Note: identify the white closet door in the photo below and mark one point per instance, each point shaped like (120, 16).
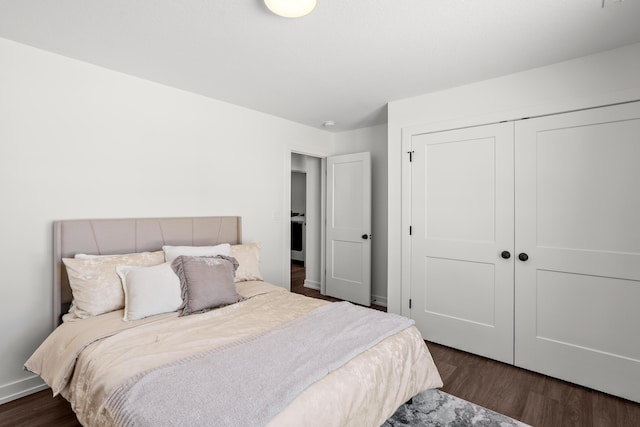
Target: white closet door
(462, 221)
(578, 219)
(349, 227)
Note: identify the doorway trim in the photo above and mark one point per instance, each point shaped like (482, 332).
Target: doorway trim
(286, 209)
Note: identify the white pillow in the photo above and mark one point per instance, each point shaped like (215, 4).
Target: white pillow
(173, 252)
(149, 290)
(95, 285)
(248, 257)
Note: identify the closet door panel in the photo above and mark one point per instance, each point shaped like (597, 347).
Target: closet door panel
(462, 219)
(577, 209)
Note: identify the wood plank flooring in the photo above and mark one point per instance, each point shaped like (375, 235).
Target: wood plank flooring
(533, 398)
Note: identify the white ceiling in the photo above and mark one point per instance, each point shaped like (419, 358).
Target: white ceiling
(343, 62)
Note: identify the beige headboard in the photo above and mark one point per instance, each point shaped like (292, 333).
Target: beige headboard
(119, 236)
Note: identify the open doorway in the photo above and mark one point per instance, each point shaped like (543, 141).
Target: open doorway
(306, 220)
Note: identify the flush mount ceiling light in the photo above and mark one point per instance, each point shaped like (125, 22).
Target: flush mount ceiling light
(291, 8)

....................

EXERCISE PROMPT:
Rewrite every entry above with each "identify" swapped for "locate" and nothing else changed. Leave the picture out of your answer.

RESULT OF THE TASK:
Note: locate the white closet door in the photo below and mark one point per instance, each point shaped like (120, 16).
Target: white closet door
(462, 221)
(578, 219)
(349, 227)
Note: locate the doorway trim in the photo above and mark one point per instance, each point shaped like (482, 332).
Target: doorway trim
(286, 209)
Note: locate the white pillow in the photo above and mark one point per instance, each point shaped like (215, 4).
Target: white pillow
(173, 252)
(149, 290)
(95, 285)
(248, 257)
Note: locate the closet door panel in the photo above and mark one point per instance, each point shaped like (597, 347).
Target: closet door panel
(462, 219)
(577, 209)
Note: locate the wood plank flooring in the photo above and mark one point per instance, each point shaped like (375, 235).
Target: wood plank flooring
(533, 398)
Note: locate the white ceiling in the photo above and mark one point per instance, each point shaped like (419, 358).
Target: white ceiling
(343, 62)
Note: locate the beige headboard in the photo above and mark one point per instance, each point shaped like (292, 333).
Target: beige headboard
(119, 236)
Note: locate the open doorway in the photo above and mark one point per instance, each point shaped like (543, 141).
Target: open doorway
(306, 220)
Note: locate the flush mount ceiling light in the photo above and mark one point per instance, each point shaped like (125, 22).
Target: flush mount ceiling light
(291, 8)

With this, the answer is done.